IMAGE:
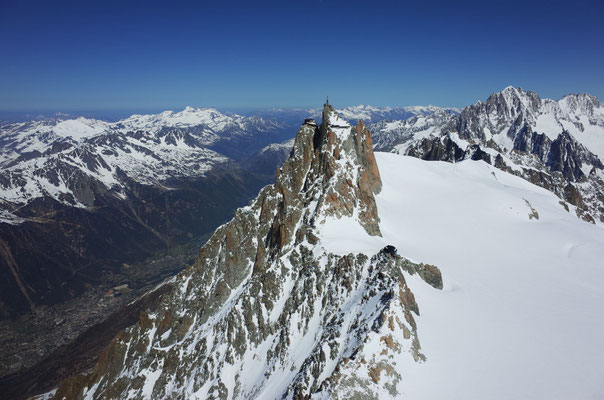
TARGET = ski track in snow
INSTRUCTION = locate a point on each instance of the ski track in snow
(520, 314)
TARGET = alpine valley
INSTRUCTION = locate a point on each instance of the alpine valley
(462, 259)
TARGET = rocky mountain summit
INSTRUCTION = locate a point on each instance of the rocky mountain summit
(558, 145)
(266, 311)
(83, 199)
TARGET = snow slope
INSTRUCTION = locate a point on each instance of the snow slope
(520, 315)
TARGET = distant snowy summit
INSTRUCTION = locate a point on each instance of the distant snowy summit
(556, 144)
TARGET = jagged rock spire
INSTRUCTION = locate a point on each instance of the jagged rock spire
(236, 295)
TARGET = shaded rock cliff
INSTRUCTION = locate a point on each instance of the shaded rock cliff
(265, 310)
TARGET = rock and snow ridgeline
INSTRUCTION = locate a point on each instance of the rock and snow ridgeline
(554, 144)
(265, 311)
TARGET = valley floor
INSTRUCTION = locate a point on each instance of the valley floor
(520, 315)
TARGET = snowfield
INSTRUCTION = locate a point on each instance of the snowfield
(520, 315)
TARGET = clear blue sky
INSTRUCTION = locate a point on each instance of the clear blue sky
(136, 55)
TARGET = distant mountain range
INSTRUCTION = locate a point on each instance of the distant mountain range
(367, 275)
(556, 144)
(83, 199)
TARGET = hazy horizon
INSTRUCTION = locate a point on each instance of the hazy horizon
(65, 56)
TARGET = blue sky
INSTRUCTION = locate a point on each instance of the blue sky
(135, 55)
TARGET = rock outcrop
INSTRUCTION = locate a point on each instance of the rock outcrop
(264, 309)
(517, 131)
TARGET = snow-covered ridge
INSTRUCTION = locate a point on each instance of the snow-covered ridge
(518, 316)
(374, 114)
(54, 156)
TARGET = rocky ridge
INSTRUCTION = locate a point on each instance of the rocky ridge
(557, 145)
(265, 310)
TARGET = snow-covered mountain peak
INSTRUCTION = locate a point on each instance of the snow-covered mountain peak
(265, 311)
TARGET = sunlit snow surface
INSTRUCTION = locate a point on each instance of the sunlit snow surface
(520, 315)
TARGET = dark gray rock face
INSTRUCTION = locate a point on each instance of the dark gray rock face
(519, 132)
(264, 310)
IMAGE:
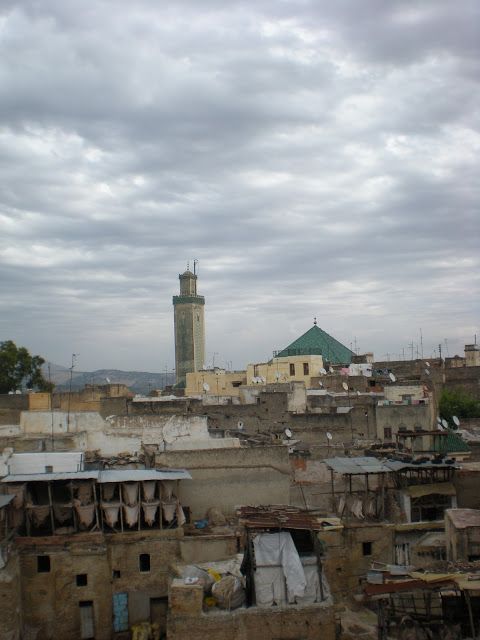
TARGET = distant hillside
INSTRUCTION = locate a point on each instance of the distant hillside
(136, 381)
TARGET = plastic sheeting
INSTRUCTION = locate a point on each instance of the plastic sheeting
(270, 587)
(277, 549)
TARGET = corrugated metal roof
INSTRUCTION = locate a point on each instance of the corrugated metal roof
(357, 466)
(47, 477)
(435, 488)
(285, 517)
(109, 475)
(4, 500)
(125, 475)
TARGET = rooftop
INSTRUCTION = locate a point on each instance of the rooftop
(316, 341)
(464, 518)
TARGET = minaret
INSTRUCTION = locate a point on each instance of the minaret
(189, 328)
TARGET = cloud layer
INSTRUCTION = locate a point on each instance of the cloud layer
(317, 158)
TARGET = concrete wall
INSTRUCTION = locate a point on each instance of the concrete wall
(227, 478)
(405, 415)
(219, 381)
(10, 408)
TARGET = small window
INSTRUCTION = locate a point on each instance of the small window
(43, 564)
(144, 562)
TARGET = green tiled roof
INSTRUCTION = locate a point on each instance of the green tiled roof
(452, 443)
(317, 342)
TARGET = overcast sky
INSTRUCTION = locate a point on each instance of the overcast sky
(318, 158)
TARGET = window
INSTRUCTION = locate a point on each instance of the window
(367, 548)
(87, 626)
(43, 564)
(144, 562)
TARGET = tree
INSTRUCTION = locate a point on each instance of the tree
(457, 402)
(18, 368)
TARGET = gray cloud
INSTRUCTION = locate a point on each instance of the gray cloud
(319, 159)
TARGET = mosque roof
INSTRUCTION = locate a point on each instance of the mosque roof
(316, 341)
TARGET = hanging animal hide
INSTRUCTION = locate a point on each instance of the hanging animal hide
(150, 511)
(130, 493)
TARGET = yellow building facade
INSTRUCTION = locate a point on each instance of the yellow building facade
(214, 382)
(287, 369)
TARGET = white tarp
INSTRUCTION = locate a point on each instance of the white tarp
(277, 549)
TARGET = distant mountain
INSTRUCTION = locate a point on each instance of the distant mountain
(136, 381)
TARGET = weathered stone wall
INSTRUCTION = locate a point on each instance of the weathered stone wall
(10, 599)
(465, 378)
(51, 600)
(10, 408)
(186, 620)
(406, 415)
(226, 478)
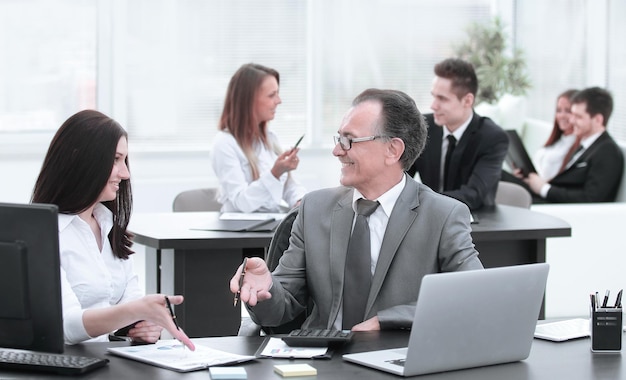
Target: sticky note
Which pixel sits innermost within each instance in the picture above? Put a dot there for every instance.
(289, 370)
(228, 373)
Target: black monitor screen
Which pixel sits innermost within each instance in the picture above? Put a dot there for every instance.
(31, 314)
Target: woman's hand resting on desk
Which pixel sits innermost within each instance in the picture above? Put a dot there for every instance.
(256, 283)
(154, 310)
(286, 162)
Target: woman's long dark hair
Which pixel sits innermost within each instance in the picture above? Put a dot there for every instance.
(78, 166)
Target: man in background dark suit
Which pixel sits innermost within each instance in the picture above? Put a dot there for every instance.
(594, 173)
(475, 164)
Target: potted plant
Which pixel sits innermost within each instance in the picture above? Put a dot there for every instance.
(499, 70)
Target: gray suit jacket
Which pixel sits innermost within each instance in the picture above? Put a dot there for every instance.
(427, 233)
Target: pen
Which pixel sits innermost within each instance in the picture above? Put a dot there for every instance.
(593, 301)
(243, 273)
(169, 306)
(297, 143)
(618, 300)
(606, 298)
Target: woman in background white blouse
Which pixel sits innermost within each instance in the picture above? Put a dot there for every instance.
(85, 173)
(253, 172)
(558, 149)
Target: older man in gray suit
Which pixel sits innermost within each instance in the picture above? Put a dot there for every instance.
(413, 232)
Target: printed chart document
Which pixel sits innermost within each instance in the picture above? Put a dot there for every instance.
(276, 348)
(170, 354)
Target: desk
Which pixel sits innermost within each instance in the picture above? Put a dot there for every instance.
(547, 360)
(199, 264)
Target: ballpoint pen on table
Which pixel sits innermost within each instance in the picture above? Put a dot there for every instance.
(169, 306)
(243, 273)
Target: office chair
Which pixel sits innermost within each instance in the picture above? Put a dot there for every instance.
(512, 194)
(197, 200)
(278, 245)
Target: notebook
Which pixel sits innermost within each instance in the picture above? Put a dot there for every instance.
(517, 157)
(170, 354)
(563, 330)
(467, 319)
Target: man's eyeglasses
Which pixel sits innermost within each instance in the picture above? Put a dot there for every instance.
(346, 142)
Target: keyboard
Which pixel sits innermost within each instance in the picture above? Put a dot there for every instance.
(317, 337)
(44, 362)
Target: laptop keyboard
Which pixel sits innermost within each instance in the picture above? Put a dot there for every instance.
(45, 362)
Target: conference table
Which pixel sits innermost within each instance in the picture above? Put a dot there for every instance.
(547, 360)
(183, 259)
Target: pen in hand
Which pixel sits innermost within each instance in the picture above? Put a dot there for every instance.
(169, 306)
(243, 273)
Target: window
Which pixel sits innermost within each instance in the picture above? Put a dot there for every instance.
(161, 67)
(48, 65)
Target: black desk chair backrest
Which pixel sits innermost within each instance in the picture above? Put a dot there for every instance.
(278, 245)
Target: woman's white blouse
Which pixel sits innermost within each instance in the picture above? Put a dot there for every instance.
(238, 192)
(548, 159)
(91, 279)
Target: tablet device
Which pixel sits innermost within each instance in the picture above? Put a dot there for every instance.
(517, 157)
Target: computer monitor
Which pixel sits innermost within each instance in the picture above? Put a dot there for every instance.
(31, 315)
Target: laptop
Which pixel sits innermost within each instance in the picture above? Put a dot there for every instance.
(467, 319)
(517, 157)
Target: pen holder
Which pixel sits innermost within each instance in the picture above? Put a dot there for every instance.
(606, 329)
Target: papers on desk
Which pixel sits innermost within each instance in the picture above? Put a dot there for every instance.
(243, 222)
(170, 354)
(276, 348)
(265, 225)
(251, 216)
(563, 330)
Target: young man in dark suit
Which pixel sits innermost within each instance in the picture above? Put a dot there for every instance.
(594, 173)
(472, 169)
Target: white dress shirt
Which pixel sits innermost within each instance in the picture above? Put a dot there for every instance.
(458, 133)
(90, 278)
(377, 222)
(548, 159)
(584, 145)
(238, 192)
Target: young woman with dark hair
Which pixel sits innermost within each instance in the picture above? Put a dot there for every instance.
(85, 173)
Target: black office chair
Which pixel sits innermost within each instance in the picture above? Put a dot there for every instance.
(278, 245)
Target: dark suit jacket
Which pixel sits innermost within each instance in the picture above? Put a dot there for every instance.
(427, 233)
(476, 162)
(594, 177)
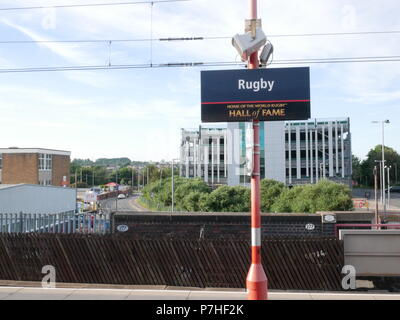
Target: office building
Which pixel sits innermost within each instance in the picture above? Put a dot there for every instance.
(34, 166)
(292, 152)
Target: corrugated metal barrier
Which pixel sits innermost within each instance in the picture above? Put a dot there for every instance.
(296, 264)
(65, 222)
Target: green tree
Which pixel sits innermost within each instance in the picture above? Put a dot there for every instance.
(229, 199)
(186, 187)
(326, 195)
(392, 159)
(357, 170)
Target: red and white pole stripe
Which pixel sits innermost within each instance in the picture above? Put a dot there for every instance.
(256, 282)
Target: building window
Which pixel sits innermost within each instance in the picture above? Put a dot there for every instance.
(45, 161)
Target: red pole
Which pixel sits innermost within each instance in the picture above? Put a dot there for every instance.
(256, 282)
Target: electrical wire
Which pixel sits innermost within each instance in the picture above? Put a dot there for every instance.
(193, 38)
(89, 5)
(203, 64)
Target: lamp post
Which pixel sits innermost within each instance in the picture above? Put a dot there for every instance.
(380, 179)
(376, 194)
(388, 170)
(383, 160)
(256, 281)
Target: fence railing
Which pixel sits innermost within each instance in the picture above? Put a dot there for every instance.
(64, 222)
(290, 264)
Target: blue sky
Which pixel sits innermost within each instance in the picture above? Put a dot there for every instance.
(138, 113)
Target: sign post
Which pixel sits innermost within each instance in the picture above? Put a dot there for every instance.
(255, 95)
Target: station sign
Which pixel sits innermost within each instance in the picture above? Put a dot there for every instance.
(274, 94)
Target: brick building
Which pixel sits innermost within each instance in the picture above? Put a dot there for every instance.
(34, 166)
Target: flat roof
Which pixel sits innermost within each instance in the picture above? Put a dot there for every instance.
(9, 186)
(35, 150)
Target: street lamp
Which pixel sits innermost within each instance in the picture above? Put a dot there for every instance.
(380, 179)
(172, 183)
(383, 159)
(388, 170)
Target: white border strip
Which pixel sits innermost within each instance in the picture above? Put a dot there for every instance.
(256, 237)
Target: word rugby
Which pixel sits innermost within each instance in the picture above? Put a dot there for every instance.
(275, 94)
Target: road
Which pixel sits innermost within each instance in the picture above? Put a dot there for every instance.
(394, 197)
(128, 204)
(29, 293)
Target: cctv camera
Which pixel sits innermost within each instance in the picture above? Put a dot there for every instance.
(245, 44)
(266, 53)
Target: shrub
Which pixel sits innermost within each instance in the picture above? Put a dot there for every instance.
(229, 199)
(270, 191)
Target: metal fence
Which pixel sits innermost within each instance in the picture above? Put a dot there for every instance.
(64, 222)
(290, 264)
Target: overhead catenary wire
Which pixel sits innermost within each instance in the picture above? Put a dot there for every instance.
(89, 5)
(196, 38)
(202, 64)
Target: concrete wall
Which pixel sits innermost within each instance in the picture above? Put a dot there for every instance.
(372, 252)
(275, 151)
(37, 199)
(20, 168)
(60, 169)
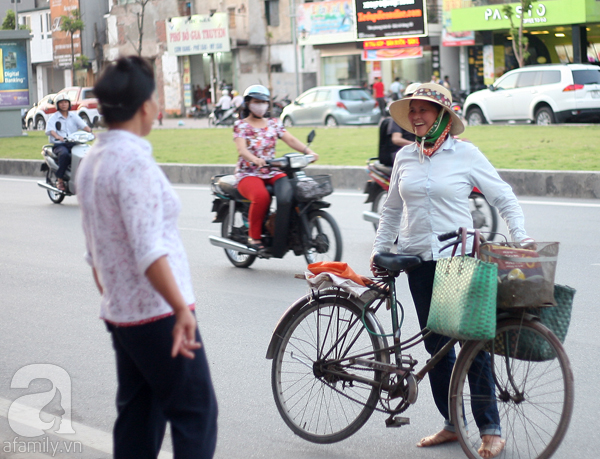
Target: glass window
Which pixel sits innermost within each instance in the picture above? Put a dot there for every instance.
(508, 82)
(354, 94)
(550, 77)
(527, 79)
(586, 76)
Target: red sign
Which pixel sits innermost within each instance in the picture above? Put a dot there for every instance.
(387, 43)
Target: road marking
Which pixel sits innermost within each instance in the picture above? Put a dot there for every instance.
(88, 436)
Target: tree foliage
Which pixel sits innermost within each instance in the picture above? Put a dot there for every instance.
(520, 42)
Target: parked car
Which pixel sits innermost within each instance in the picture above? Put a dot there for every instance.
(38, 115)
(541, 94)
(332, 105)
(84, 103)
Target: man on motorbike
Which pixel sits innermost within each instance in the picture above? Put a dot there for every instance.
(60, 125)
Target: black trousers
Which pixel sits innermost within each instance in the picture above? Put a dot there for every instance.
(154, 388)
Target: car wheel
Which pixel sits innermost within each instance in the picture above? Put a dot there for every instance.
(544, 116)
(330, 121)
(475, 117)
(40, 124)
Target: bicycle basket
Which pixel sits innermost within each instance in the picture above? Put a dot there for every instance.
(525, 276)
(313, 187)
(527, 345)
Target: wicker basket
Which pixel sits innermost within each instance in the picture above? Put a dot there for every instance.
(314, 187)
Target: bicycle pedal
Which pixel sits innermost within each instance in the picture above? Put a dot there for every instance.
(397, 421)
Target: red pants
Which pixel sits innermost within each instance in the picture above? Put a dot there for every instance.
(254, 189)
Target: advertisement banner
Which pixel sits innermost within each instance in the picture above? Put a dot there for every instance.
(14, 80)
(198, 34)
(392, 54)
(61, 41)
(390, 18)
(321, 23)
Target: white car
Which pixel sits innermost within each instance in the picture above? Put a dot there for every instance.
(541, 94)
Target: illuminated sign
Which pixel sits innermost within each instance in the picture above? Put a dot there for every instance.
(386, 43)
(390, 18)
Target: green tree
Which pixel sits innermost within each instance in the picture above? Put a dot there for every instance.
(519, 41)
(72, 24)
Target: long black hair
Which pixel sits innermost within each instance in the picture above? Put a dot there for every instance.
(123, 87)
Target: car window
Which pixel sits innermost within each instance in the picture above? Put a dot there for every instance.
(323, 96)
(307, 98)
(586, 76)
(527, 79)
(354, 94)
(550, 77)
(508, 82)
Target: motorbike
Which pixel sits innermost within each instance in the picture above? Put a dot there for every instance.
(295, 222)
(79, 140)
(485, 217)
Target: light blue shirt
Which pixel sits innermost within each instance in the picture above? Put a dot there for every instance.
(72, 123)
(432, 198)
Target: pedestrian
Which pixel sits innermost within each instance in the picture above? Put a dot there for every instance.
(429, 196)
(129, 217)
(379, 94)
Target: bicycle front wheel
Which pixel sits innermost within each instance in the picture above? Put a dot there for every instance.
(533, 383)
(313, 372)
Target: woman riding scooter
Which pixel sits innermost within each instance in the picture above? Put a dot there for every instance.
(255, 137)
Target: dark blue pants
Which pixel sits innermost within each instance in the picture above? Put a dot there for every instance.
(63, 151)
(154, 388)
(420, 281)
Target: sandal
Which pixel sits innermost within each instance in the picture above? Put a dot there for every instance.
(491, 446)
(443, 436)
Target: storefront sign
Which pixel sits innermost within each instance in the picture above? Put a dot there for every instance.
(321, 23)
(387, 43)
(198, 34)
(392, 54)
(390, 18)
(14, 80)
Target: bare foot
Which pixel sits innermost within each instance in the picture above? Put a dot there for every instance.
(491, 446)
(443, 436)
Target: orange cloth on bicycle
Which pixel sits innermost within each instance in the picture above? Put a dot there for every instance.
(339, 269)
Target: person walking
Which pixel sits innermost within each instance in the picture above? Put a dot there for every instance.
(129, 216)
(429, 195)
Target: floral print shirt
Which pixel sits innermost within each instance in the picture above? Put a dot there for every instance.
(129, 215)
(261, 143)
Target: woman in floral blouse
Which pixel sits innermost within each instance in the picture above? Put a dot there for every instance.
(255, 137)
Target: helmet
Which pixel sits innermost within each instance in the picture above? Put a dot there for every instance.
(61, 97)
(257, 91)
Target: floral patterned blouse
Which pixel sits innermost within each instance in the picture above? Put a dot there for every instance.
(261, 143)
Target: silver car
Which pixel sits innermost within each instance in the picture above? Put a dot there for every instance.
(332, 105)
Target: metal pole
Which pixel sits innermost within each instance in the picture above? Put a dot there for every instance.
(294, 44)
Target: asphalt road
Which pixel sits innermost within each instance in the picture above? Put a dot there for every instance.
(49, 309)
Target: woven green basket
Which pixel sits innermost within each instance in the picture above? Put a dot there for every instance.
(529, 346)
(463, 304)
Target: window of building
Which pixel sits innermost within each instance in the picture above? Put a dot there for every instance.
(272, 12)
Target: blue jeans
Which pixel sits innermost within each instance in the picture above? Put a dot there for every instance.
(154, 388)
(420, 281)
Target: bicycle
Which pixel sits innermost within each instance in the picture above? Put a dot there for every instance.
(332, 368)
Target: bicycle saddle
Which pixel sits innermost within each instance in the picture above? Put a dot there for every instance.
(395, 262)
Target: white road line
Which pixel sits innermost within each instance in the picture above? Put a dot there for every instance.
(88, 436)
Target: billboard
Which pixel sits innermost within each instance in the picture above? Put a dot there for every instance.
(14, 77)
(390, 18)
(325, 22)
(198, 34)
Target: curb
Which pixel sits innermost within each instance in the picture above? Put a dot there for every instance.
(565, 184)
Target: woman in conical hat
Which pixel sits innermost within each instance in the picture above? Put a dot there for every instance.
(429, 195)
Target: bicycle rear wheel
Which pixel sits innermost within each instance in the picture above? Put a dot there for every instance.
(312, 371)
(533, 390)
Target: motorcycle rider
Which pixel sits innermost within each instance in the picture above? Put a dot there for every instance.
(255, 137)
(60, 125)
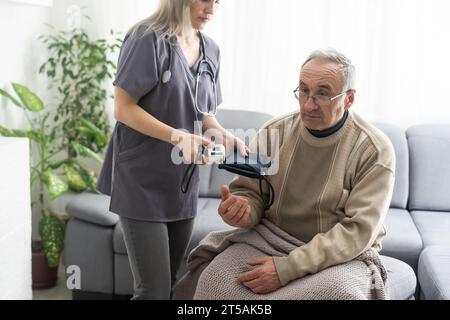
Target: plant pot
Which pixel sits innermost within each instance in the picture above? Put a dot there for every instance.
(43, 276)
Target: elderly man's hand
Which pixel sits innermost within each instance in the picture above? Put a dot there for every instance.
(234, 210)
(263, 279)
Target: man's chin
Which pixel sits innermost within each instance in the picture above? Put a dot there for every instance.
(312, 123)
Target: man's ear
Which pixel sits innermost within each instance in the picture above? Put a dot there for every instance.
(350, 99)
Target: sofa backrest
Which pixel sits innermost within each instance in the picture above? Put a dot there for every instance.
(429, 150)
(211, 178)
(401, 187)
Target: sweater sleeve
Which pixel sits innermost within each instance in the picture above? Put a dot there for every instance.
(250, 188)
(366, 209)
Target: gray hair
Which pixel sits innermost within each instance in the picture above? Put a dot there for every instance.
(344, 63)
(171, 17)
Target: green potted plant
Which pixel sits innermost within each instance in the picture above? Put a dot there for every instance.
(79, 69)
(53, 172)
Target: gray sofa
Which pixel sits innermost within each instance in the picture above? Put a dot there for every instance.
(416, 250)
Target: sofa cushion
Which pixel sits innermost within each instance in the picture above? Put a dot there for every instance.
(89, 247)
(93, 208)
(434, 275)
(433, 226)
(429, 148)
(401, 186)
(402, 240)
(401, 279)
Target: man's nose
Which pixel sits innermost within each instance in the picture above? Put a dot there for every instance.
(310, 105)
(210, 7)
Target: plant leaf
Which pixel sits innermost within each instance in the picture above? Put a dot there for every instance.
(52, 231)
(55, 186)
(11, 98)
(29, 99)
(86, 152)
(4, 132)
****
**Task statement**
Using the entries shown above, reproduce verbatim the lines from the line bearing "Target: potted plant" to the line bearing "Target: woman in background white blouse", inclusive.

**Answer area**
Target: potted plant
Which pixel sits innermost within each instance in the picture above? Put a dot there for every instance.
(499, 70)
Target: gray suit jacket
Which pixel sits innermost within each instance in the picture above? Put a dot there for every instance.
(427, 233)
Target: pen
Which pixel sits innermost within each instance in the picture above? Put a dot there for every instance.
(593, 301)
(243, 273)
(169, 306)
(297, 143)
(618, 300)
(606, 298)
Target: woman in background white blouse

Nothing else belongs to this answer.